◆ Material supplied:
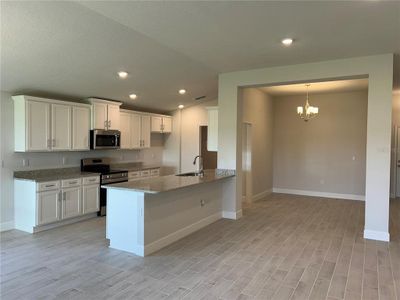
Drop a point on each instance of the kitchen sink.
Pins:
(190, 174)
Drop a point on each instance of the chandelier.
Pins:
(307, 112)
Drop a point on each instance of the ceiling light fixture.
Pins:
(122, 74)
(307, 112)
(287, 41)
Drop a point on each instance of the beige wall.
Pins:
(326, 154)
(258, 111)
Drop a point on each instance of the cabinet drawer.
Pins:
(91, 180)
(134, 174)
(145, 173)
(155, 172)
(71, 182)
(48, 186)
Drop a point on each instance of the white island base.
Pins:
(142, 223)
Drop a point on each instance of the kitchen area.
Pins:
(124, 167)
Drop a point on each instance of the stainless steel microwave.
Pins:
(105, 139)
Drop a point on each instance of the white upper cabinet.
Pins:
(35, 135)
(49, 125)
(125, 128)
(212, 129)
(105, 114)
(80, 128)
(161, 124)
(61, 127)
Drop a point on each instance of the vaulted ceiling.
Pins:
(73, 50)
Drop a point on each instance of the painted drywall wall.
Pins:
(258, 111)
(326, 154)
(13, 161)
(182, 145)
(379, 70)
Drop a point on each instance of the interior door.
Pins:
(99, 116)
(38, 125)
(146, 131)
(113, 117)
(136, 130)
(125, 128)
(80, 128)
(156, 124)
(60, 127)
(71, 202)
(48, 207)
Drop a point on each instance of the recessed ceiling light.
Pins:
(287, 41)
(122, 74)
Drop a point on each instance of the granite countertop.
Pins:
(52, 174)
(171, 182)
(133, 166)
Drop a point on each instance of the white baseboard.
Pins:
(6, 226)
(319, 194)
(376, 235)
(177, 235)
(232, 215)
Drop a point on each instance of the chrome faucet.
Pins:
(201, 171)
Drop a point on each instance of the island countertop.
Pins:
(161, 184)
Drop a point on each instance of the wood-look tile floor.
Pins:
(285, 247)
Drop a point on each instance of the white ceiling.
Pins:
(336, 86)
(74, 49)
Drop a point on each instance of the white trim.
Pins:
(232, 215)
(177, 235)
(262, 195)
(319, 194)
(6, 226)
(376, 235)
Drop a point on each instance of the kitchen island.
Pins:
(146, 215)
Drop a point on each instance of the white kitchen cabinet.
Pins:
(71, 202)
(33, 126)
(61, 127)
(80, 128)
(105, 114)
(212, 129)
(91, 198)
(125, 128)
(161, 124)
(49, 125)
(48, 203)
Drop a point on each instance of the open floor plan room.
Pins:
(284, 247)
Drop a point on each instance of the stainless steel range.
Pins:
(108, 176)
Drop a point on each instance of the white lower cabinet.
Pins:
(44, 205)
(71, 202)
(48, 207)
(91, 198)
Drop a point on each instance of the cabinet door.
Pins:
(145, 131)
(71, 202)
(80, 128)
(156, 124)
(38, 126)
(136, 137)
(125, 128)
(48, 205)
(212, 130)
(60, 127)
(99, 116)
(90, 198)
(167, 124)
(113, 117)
...
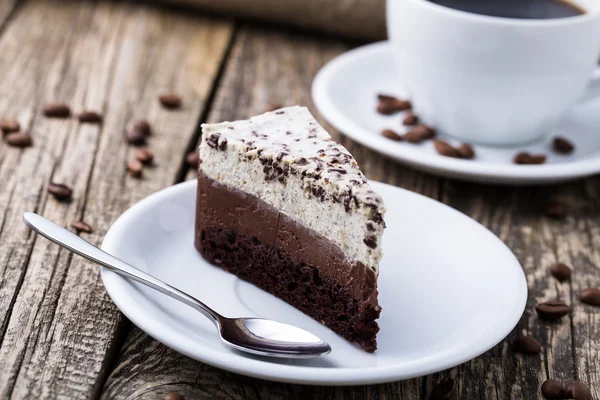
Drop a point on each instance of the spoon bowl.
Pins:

◆ Description of the task: Reproduce only the lines above spanning from the line containing "Drop a point on each instance of the white trim." through the line containing "Drop a point on each instance of the white kitchen", word for word.

◆ Output below:
Drop a point on each instance of the white trim.
Pins:
(232, 215)
(177, 235)
(262, 195)
(319, 194)
(6, 226)
(376, 235)
Drop a point on each instance of the kitchen island.
Pins:
(146, 215)
Drop a point on each instance of the white kitchen cabinet.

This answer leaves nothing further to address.